Turn the records below, from the line with "Exercise. Mark every instance of the sky" to the line with "[(233, 30)]", both lines included, into a JSON list of strings with one string per line. Leave out blank lines.

» INFORMATION SUPPLIED:
---
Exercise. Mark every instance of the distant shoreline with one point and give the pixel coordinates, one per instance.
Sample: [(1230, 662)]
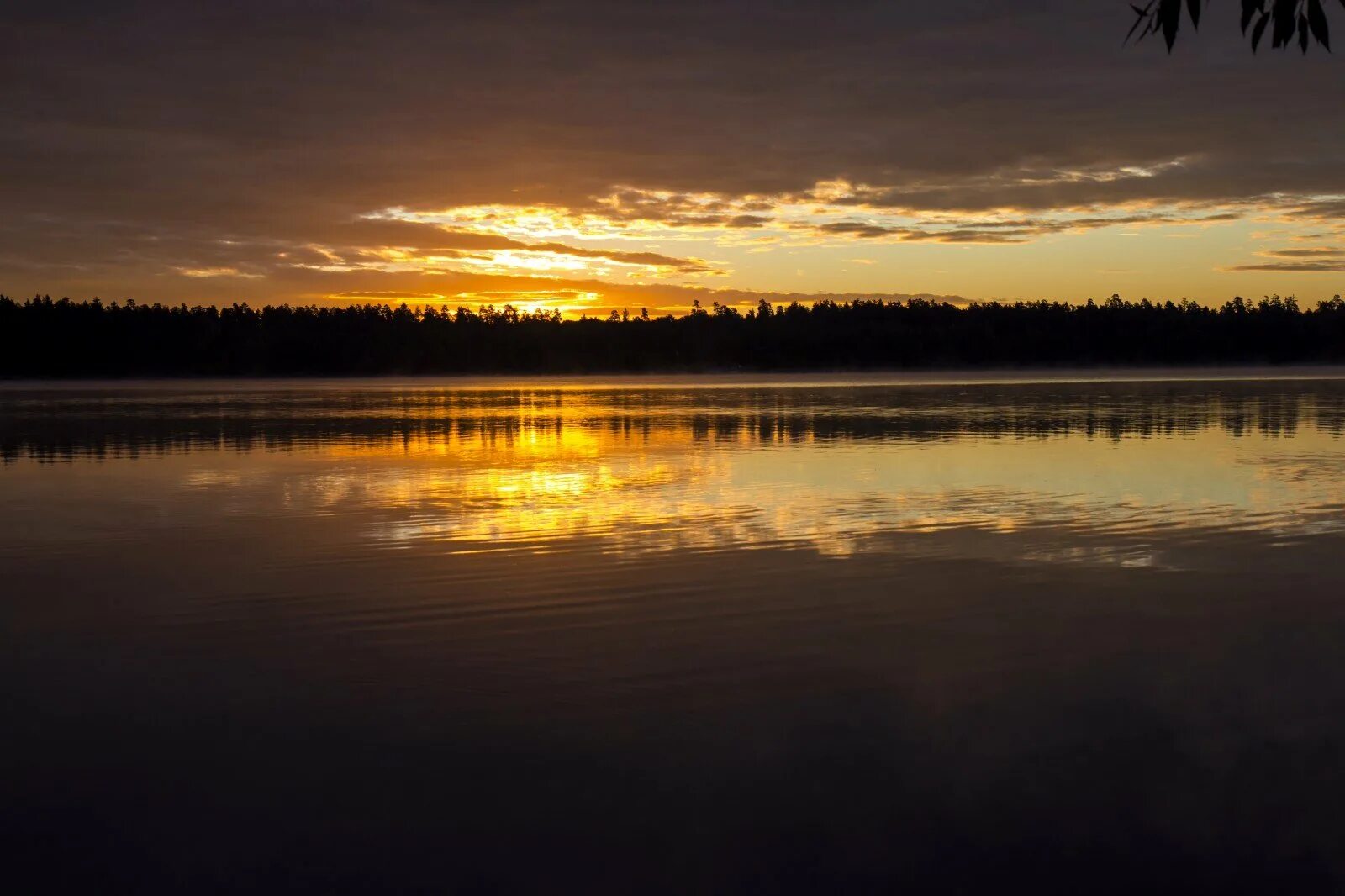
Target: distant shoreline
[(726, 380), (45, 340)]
---
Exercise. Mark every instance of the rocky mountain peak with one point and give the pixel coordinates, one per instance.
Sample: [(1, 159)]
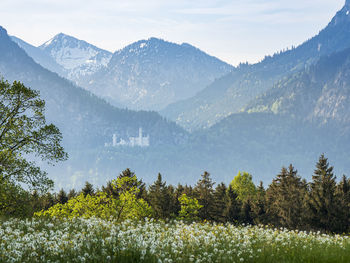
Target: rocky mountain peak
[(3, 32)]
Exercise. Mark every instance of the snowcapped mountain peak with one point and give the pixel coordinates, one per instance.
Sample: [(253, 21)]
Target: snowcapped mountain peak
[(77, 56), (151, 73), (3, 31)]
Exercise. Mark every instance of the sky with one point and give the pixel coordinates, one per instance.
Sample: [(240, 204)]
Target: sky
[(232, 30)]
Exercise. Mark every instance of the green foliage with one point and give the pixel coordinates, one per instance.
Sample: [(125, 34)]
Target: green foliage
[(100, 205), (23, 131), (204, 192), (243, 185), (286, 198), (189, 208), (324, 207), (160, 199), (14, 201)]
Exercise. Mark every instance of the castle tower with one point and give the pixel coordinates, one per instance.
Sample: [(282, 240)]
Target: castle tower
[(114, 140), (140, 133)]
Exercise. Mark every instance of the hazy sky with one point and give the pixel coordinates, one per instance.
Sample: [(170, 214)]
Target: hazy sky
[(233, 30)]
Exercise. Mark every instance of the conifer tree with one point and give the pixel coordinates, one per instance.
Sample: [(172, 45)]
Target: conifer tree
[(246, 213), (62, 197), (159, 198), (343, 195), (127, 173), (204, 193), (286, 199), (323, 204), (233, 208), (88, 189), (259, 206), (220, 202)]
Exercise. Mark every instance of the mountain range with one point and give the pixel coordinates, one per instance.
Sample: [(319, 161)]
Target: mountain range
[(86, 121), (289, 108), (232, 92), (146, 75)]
---
» SOLVED PROBLEM:
[
  "Exercise. Mark every instance of the sky with one point and give the pixel coordinates, one per instance.",
  "Sample: [(240, 204)]",
  "Target: sky",
  "[(232, 30)]",
  "Exercise. Mark every instance of the green foliage with one point and give the pixel coordinates, one per instance.",
  "Sample: [(125, 34)]",
  "Target: green foliage",
  "[(100, 205), (23, 131), (204, 192), (243, 185), (286, 198), (189, 208), (324, 207), (160, 199), (14, 201)]",
  "Exercise. Mark every instance of the castle tower with one point and give the pixel coordinates, one per instance.",
  "Sample: [(282, 240)]",
  "Target: castle tower",
  "[(114, 140), (140, 133)]",
  "Exercise. Mark every instance of the hazy sky with one point and give the pixel coordinates, one per instance.",
  "Sample: [(170, 214)]",
  "Target: hazy sky",
  "[(233, 30)]"
]